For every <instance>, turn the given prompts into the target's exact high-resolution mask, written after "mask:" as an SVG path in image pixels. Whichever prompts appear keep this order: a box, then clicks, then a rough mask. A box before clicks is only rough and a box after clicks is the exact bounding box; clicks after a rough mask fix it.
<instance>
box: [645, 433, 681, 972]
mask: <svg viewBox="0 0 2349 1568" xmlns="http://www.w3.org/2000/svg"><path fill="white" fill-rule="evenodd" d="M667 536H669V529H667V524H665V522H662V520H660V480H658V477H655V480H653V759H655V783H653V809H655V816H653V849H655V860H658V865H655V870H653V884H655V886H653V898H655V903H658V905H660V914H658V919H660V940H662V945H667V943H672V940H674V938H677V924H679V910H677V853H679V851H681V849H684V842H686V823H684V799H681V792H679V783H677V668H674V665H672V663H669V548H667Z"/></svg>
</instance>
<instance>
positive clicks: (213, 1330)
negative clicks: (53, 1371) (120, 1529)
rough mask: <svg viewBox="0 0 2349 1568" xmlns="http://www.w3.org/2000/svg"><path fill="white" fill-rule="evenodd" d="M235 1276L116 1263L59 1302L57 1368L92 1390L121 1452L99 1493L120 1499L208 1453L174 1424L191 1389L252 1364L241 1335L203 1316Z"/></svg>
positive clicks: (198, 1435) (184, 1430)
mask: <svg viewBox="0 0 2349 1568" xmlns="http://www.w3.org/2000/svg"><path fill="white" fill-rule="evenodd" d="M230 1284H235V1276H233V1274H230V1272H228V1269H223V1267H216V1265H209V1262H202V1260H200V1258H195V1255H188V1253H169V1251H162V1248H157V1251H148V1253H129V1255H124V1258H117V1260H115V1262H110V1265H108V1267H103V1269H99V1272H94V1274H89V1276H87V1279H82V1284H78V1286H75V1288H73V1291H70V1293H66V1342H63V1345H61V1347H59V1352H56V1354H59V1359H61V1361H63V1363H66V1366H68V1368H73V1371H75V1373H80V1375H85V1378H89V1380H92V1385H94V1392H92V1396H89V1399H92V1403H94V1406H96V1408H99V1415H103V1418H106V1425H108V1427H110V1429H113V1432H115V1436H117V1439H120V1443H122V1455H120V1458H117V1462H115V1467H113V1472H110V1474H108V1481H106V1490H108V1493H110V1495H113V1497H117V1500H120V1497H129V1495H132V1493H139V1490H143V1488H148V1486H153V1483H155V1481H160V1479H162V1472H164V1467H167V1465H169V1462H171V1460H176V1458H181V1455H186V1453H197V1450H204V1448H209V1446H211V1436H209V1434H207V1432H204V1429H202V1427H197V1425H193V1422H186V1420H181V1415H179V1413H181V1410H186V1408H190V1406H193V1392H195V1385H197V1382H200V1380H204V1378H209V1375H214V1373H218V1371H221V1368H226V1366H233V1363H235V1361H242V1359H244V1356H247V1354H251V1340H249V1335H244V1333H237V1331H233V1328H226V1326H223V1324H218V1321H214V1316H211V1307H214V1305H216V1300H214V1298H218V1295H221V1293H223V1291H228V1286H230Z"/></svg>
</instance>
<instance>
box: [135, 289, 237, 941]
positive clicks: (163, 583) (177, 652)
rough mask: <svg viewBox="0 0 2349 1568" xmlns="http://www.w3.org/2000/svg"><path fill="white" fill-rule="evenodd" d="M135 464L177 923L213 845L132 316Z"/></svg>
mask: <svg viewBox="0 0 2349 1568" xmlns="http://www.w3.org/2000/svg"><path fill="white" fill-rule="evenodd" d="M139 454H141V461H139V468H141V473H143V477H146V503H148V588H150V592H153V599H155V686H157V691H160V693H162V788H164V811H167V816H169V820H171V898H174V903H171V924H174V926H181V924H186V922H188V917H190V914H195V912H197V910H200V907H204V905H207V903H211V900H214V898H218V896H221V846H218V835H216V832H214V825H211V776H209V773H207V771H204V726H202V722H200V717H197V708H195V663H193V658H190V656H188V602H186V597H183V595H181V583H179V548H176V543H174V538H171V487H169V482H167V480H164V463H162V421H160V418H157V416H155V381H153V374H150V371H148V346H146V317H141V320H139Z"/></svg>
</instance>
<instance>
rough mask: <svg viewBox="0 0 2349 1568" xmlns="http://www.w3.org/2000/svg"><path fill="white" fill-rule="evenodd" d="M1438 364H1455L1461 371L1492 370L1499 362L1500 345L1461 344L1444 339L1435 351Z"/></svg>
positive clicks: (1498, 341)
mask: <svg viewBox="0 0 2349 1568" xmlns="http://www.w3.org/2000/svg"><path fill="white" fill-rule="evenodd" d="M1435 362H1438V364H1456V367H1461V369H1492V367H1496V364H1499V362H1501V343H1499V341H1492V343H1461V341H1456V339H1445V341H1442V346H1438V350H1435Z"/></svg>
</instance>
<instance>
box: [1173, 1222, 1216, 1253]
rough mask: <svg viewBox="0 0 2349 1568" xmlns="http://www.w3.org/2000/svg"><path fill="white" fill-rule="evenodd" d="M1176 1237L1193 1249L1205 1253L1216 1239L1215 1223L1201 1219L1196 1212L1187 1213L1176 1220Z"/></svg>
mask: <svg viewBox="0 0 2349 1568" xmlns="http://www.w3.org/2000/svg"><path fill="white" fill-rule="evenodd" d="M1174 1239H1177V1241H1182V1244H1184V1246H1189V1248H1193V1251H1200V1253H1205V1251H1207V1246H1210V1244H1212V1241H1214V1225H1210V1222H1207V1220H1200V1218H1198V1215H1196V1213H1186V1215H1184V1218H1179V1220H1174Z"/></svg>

######

| TASK OBJECTIVE |
Return the records exactly, every line included.

| WRITTEN ANSWER |
For every <instance>, turn the given prompts into the target's exact high-resolution mask, written after "mask:" as an SVG path in image pixels. Whichever prompts appear keep this order: a box, then clicks, then a rough mask. A box before clicks is only rough and a box after clicks is the exact bounding box; clicks after a rough mask fix it.
<instance>
box: [645, 433, 681, 972]
mask: <svg viewBox="0 0 2349 1568" xmlns="http://www.w3.org/2000/svg"><path fill="white" fill-rule="evenodd" d="M667 536H669V529H667V524H665V522H662V520H660V480H658V477H655V480H653V759H655V783H653V809H655V816H653V849H655V860H658V865H655V870H653V884H655V886H653V898H655V903H658V905H660V914H658V919H660V940H662V945H667V943H672V940H674V938H677V924H679V910H677V853H679V851H681V849H684V842H686V823H684V799H681V792H679V783H677V668H674V665H672V663H669V548H667Z"/></svg>
</instance>
<instance>
positive clicks: (213, 1330)
negative clicks: (53, 1371) (120, 1529)
rough mask: <svg viewBox="0 0 2349 1568" xmlns="http://www.w3.org/2000/svg"><path fill="white" fill-rule="evenodd" d="M235 1276L116 1263L59 1302L57 1368L92 1390L121 1452L99 1493L120 1499L208 1453L174 1424L191 1389L252 1364L241 1335L203 1316Z"/></svg>
positive clicks: (198, 1435) (184, 1430)
mask: <svg viewBox="0 0 2349 1568" xmlns="http://www.w3.org/2000/svg"><path fill="white" fill-rule="evenodd" d="M230 1284H235V1276H233V1274H230V1272H228V1269H223V1267H216V1265H209V1262H202V1260H200V1258H195V1255H188V1253H169V1251H162V1248H157V1251H148V1253H129V1255H124V1258H117V1260H115V1262H110V1265H108V1267H103V1269H99V1272H94V1274H89V1276H87V1279H82V1284H78V1286H75V1288H73V1291H70V1293H66V1342H63V1345H61V1347H59V1352H56V1354H59V1359H61V1361H63V1363H66V1366H68V1368H73V1371H75V1373H80V1375H85V1378H89V1380H92V1385H94V1392H92V1396H89V1399H92V1403H94V1406H96V1408H99V1415H103V1418H106V1425H108V1427H110V1429H113V1432H115V1436H117V1439H120V1443H122V1455H120V1458H117V1462H115V1467H113V1472H110V1474H108V1481H106V1490H108V1493H110V1495H113V1497H117V1500H120V1497H129V1495H132V1493H139V1490H143V1488H148V1486H153V1483H155V1481H160V1479H162V1472H164V1467H167V1465H169V1462H171V1460H176V1458H181V1455H186V1453H197V1450H204V1448H209V1446H211V1436H209V1434H207V1432H204V1429H202V1427H197V1425H193V1422H186V1420H181V1415H179V1413H181V1410H186V1408H190V1406H193V1392H195V1385H197V1382H200V1380H204V1378H209V1375H214V1373H218V1371H221V1368H226V1366H233V1363H235V1361H242V1359H244V1356H247V1354H251V1340H249V1335H244V1333H237V1331H233V1328H226V1326H223V1324H218V1321H214V1316H211V1307H214V1305H216V1300H214V1298H218V1295H221V1293H223V1291H228V1286H230Z"/></svg>
</instance>
<instance>
box: [135, 289, 237, 941]
positive clicks: (163, 583) (177, 652)
rough mask: <svg viewBox="0 0 2349 1568" xmlns="http://www.w3.org/2000/svg"><path fill="white" fill-rule="evenodd" d="M135 464L177 923L213 845L132 316Z"/></svg>
mask: <svg viewBox="0 0 2349 1568" xmlns="http://www.w3.org/2000/svg"><path fill="white" fill-rule="evenodd" d="M139 454H141V461H139V468H141V473H143V477H146V503H148V588H150V592H153V599H155V686H157V691H160V693H162V788H164V811H167V816H169V820H171V898H174V903H171V924H174V926H181V924H186V922H188V917H190V914H195V912H197V910H200V907H204V905H207V903H211V900H214V898H218V896H221V846H218V835H216V832H214V825H211V776H209V773H207V771H204V726H202V722H200V717H197V708H195V663H193V658H190V656H188V602H186V597H183V595H181V583H179V548H176V543H174V538H171V487H169V482H167V480H164V463H162V421H160V418H157V416H155V381H153V374H150V371H148V346H146V317H141V320H139Z"/></svg>
</instance>
<instance>
rough mask: <svg viewBox="0 0 2349 1568" xmlns="http://www.w3.org/2000/svg"><path fill="white" fill-rule="evenodd" d="M1438 364H1455L1461 371L1492 370L1499 362L1500 345L1461 344L1444 339L1435 351Z"/></svg>
positive clicks: (1498, 341)
mask: <svg viewBox="0 0 2349 1568" xmlns="http://www.w3.org/2000/svg"><path fill="white" fill-rule="evenodd" d="M1435 362H1438V364H1456V367H1461V369H1492V367H1496V364H1499V362H1501V343H1499V341H1492V343H1461V341H1456V339H1445V341H1442V346H1438V350H1435Z"/></svg>
</instance>
<instance>
box: [1173, 1222, 1216, 1253]
rough mask: <svg viewBox="0 0 2349 1568" xmlns="http://www.w3.org/2000/svg"><path fill="white" fill-rule="evenodd" d="M1176 1237L1193 1249L1205 1253L1216 1239L1215 1223L1201 1219L1196 1212L1187 1213L1176 1220Z"/></svg>
mask: <svg viewBox="0 0 2349 1568" xmlns="http://www.w3.org/2000/svg"><path fill="white" fill-rule="evenodd" d="M1174 1239H1177V1241H1182V1244H1184V1246H1189V1248H1193V1251H1200V1253H1205V1251H1207V1246H1210V1244H1212V1241H1214V1225H1210V1222H1207V1220H1200V1218H1198V1215H1196V1213H1186V1215H1184V1218H1179V1220H1174Z"/></svg>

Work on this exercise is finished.